## Given task
Exactly reproduce the lines from the line containing "Exercise. Mark the white cloud" to the end of the data below, inclusive, and nothing else.

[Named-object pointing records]
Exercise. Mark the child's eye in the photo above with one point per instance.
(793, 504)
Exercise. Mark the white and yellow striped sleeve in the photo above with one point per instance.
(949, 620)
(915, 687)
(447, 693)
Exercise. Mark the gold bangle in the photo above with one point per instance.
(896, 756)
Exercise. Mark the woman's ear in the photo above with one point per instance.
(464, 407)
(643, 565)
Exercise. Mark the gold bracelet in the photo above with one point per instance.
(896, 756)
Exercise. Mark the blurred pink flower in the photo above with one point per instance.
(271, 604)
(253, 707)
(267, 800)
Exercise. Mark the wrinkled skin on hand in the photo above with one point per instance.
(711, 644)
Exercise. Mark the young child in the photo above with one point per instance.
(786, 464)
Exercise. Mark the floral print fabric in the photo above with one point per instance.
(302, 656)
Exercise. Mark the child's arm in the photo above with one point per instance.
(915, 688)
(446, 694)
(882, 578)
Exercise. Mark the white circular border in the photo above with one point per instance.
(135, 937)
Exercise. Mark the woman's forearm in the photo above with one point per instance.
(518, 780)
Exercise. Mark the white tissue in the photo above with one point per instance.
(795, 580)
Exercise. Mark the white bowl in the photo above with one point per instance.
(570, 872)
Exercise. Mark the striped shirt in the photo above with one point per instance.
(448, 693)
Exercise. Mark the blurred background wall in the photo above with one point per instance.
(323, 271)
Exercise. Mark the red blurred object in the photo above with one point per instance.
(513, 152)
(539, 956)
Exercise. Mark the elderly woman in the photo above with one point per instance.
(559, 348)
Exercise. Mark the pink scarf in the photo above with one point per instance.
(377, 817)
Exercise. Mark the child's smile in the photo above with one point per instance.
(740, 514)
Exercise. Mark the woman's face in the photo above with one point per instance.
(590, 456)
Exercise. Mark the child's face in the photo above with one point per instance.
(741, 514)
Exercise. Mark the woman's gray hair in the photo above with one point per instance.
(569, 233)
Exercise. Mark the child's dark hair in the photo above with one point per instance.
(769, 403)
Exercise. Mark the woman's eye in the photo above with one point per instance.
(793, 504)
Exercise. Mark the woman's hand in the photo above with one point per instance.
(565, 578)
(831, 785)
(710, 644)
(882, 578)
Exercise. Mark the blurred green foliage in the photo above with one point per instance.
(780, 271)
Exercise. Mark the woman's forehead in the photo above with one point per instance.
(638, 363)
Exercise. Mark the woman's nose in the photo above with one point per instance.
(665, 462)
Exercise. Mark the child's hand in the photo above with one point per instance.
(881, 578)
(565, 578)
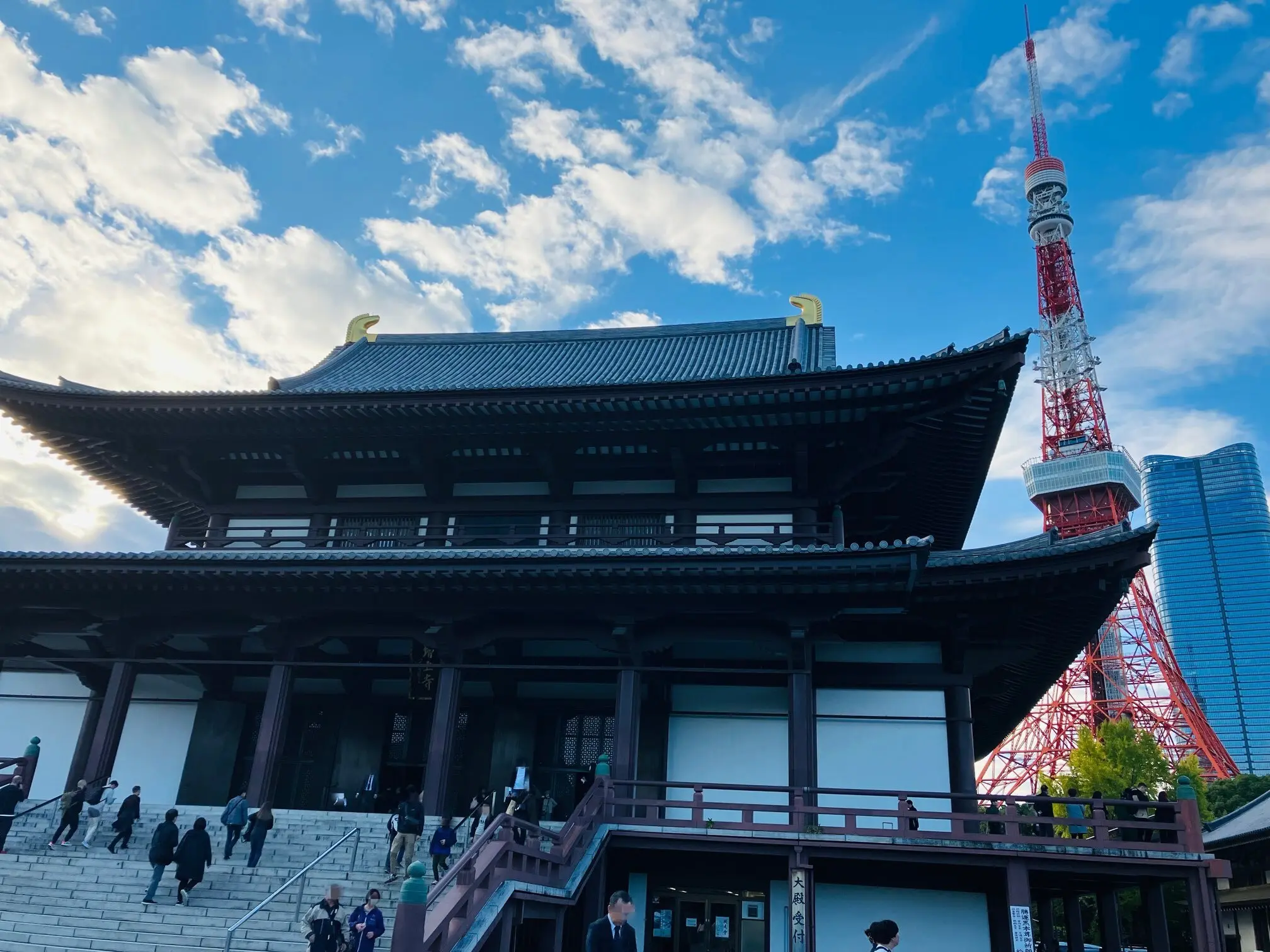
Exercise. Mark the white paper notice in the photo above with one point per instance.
(1020, 928)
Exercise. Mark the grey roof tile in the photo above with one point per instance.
(567, 358)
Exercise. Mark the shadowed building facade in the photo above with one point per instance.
(705, 555)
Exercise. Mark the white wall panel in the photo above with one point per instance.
(729, 749)
(154, 747)
(55, 719)
(864, 742)
(927, 919)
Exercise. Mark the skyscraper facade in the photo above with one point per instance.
(1212, 559)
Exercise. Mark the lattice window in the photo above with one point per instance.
(586, 738)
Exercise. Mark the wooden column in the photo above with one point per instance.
(1019, 902)
(272, 737)
(110, 723)
(961, 733)
(1206, 927)
(441, 742)
(1075, 923)
(1157, 917)
(626, 734)
(84, 744)
(1109, 921)
(1046, 918)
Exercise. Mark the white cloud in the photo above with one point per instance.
(546, 132)
(452, 156)
(1172, 105)
(292, 296)
(342, 144)
(790, 197)
(145, 139)
(1198, 257)
(428, 14)
(546, 252)
(657, 212)
(1177, 64)
(1001, 191)
(626, 319)
(561, 135)
(1075, 56)
(761, 31)
(89, 174)
(285, 17)
(860, 163)
(518, 57)
(83, 22)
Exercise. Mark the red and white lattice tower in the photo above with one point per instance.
(1082, 483)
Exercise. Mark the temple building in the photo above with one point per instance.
(696, 555)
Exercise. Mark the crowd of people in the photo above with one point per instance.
(1143, 809)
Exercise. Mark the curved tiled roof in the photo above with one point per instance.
(566, 358)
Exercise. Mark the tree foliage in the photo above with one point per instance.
(1232, 794)
(1121, 756)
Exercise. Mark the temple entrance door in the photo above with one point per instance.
(307, 757)
(706, 924)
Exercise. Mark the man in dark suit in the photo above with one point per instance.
(612, 933)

## Written response
Exercise. Mark the white cloud in the photo above with one point per instance.
(546, 132)
(452, 156)
(1172, 105)
(292, 296)
(342, 144)
(790, 197)
(145, 139)
(1198, 257)
(428, 14)
(546, 252)
(657, 212)
(1177, 64)
(1001, 191)
(626, 319)
(561, 135)
(1075, 56)
(761, 31)
(89, 174)
(285, 17)
(860, 163)
(518, 57)
(83, 22)
Exercise. Mark the red and white lattice tower in the photo above with one point per instance.
(1082, 483)
Exercise. Mark the temple building in the photo above with one point per instance.
(696, 555)
Exercise. Mark the crowd of people in the photo above with one point per instance.
(1143, 809)
Exercise. Mark the curved tiled roof in the photo above with one point per instance.
(566, 358)
Exercise. Mark the tree foliage in the photo above with one point per instance.
(1232, 794)
(1121, 756)
Exercise. Mark the temple entrance door in the photo above with one point per instance.
(307, 757)
(706, 924)
Exercise. Mark the man in dark suit in the photo above with one point per instance.
(612, 933)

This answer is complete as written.